- **The exercise**:
Reproduce the stretch from the start of the records through the line containing "point(570, 320)", with every line kept, requests included. Scale each point coordinate in the answers by 2.35 and round it to a whole number, halves up.

-- BEGIN Material supplied --

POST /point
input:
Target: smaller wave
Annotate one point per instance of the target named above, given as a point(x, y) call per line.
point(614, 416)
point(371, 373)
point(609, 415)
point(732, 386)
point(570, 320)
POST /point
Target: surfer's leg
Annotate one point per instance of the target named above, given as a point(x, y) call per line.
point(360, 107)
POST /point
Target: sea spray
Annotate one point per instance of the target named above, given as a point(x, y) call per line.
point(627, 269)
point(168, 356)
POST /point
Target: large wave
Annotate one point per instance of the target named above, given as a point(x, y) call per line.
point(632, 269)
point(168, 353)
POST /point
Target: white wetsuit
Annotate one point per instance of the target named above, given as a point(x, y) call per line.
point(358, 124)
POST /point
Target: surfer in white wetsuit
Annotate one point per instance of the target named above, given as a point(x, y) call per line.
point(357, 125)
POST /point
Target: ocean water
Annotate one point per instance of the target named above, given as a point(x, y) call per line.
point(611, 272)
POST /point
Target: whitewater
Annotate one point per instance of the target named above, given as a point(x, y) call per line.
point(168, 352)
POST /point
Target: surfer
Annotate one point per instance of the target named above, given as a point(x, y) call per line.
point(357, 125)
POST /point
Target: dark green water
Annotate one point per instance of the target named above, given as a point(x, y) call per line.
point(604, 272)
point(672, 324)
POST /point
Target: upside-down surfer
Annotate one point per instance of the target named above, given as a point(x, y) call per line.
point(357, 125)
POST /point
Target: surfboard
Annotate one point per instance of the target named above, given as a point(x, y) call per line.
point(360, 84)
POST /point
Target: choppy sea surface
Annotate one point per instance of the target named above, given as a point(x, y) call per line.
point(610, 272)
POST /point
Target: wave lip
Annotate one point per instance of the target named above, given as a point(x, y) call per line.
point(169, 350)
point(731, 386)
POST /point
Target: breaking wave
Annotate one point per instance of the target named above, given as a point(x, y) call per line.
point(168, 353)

-- END Material supplied --

- **The result**:
POST /point
input:
Target: smaller wave
Annotate one point per instance of the target named above, given as a point(x, y) call per line.
point(1443, 978)
point(872, 877)
point(1431, 975)
point(1720, 907)
point(1340, 752)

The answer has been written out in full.